» **Extrait du document**
========================================

Accueil

L'amour et la douleur du Pape Montini

A propos de la prochaine béatification de Paul VI, un article de JL Restan, traduit par Carlota... et un hommage ancien du Père Scalese (13/5/2014)



Autour de cet article:

¤ L'homélie de Joseph Ratzinger prononcée à Munich le 10 août 1978 à la mort de Paul VI: benoit-et-moi.fr/2013-II/benoit/une-homelie-inedite-de-joseph-ratzinger
¤ L'homélie de Paul VI, le 29 juin 1972, où il dénonce "la fumée de Satan entrée dans l'Eglise: benoit-et-moi.fr/2012(III)/articles/la-prophetie-de-paul-v

Et aussi: Un hommage du Père Scalese (à lire ci-dessous)

     

L’amour et la douleur du Pape Montini

JL Restan
Original en espagnol http://www.paginasdigital.es
Traduction Carlota
------

Les cardinaux et évêques membres de la Congrégation pour les Causes des Saints ont approuvé hier à l’unanimité le miracle attribué à l’intercession du Pape Paul VI, ce qui ouvre le chemin pour sa béatification imminente. Une date pour cette célébration n’a pas encore été fixée, bien que l’on évoque le mois d’octobre. Il semble que les cardinaux ont suggéré que cela coïncide avec la célébration du Synode extraordinaire sur la famille, de sorte que beaucoup notent en rouge la date du dimanche 19 octobre, jour de la fin de la première étape du chemin synodal soutenu par François pour affronter les grands défis de la pastorale de la famille. Si cela se confirmait, le Synode resterait sous la protection de Saint Jean Paul II (que François a évoqué comme « Pape de la famille » et du - à ce moment là - bienheureux Paul VI, le Pape de l’encyclique Humanae Vitae. Paradoxe ou dessein de la Providence ?

Si Saint Jean XXIII a eu l’intuition prophétique de convoquer Vatican II et Saint Jean Paul II de le mener en avant « avec la force d’un géant », il faut reconnaître que Paul VI a été l’authentique timonier du Concile et l’homme qui a maintenu fermement le cap au milieu d’une énorme tempête qui s’est étendue de la fin des années soixante (1) jusqu’à pratiquement le fin de son pontificat. Le cardinal brésilien Moreira Neves a avoué avoir vu pleurer en certaines circonstances le Pape Montini. Il pleurait comme Pierre, mais à la différence de ce dernier, il ne le faisait pas pour avoir trahi, lui, il pleurait du fait de la douleur que lui coûtait le fait de se maintenir fidèle.

========================================

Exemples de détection
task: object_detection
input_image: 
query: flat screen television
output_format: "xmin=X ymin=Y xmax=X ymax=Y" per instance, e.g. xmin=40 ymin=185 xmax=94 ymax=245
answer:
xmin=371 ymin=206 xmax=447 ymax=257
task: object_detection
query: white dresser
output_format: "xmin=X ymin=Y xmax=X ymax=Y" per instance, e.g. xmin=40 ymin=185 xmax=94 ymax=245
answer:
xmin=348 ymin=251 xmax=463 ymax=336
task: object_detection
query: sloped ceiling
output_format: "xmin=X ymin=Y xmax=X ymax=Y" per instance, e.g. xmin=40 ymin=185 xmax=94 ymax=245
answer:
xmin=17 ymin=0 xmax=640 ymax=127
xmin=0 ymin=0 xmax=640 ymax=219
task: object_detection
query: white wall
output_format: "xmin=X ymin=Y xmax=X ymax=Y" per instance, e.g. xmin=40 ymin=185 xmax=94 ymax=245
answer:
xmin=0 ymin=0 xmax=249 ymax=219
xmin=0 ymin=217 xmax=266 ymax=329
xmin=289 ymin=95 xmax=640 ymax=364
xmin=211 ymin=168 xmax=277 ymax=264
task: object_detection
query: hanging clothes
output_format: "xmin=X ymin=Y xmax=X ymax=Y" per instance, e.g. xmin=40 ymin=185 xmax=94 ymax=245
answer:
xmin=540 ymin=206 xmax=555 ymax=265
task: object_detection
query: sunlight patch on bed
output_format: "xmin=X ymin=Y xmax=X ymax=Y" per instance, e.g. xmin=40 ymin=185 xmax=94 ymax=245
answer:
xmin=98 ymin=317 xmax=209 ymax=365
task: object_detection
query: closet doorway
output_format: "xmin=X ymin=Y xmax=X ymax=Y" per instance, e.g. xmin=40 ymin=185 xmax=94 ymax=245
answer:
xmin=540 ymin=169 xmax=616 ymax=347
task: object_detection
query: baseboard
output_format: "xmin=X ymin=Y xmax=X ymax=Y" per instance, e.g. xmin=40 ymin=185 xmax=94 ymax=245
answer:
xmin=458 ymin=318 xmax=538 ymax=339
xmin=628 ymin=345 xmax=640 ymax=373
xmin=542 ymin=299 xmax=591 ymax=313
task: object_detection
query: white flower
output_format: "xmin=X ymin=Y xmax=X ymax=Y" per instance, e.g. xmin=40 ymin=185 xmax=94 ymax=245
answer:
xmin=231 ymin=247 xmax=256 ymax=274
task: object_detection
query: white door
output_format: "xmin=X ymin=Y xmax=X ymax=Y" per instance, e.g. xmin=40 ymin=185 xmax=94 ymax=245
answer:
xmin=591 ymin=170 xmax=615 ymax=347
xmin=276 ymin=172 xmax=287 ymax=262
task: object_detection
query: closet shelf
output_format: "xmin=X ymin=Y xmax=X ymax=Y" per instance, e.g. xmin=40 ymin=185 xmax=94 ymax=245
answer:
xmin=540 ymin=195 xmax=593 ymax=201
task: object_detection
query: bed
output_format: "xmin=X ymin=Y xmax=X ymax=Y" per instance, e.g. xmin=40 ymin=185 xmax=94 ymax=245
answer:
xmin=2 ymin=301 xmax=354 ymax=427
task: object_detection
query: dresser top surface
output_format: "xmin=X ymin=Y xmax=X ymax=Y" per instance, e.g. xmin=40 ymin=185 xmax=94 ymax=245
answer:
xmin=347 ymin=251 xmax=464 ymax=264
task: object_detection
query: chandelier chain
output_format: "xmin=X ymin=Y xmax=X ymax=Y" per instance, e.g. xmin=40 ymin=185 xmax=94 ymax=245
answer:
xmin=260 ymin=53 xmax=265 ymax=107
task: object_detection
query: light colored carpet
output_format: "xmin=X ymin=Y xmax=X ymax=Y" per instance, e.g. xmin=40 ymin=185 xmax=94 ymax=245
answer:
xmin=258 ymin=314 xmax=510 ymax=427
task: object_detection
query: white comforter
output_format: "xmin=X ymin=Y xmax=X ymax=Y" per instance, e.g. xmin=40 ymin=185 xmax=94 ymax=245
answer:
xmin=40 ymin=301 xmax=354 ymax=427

========================================

» **Consigne donnée**
Recopiez sans la moindre modification, dans l'article sur la béatification de Paul VI, tout ce qui va de "A propos de" jusqu'à "(à lire ci-dessous)".

» **Tâche accomplie**
A propos de la prochaine béatification de Paul VI, un article de JL Restan, traduit par Carlota... et un hommage ancien du Père Scalese (13/5/2014)



Autour de cet article:

¤ L'homélie de Joseph Ratzinger prononcée à Munich le 10 août 1978 à la mort de Paul VI: benoit-et-moi.fr/2013-II/benoit/une-homelie-inedite-de-joseph-ratzinger
¤ L'homélie de Paul VI, le 29 juin 1972, où il dénonce "la fumée de Satan entrée dans l'Eglise: benoit-et-moi.fr/2012(III)/articles/la-prophetie-de-paul-v

Et aussi: Un hommage du Père Scalese (à lire ci-dessous)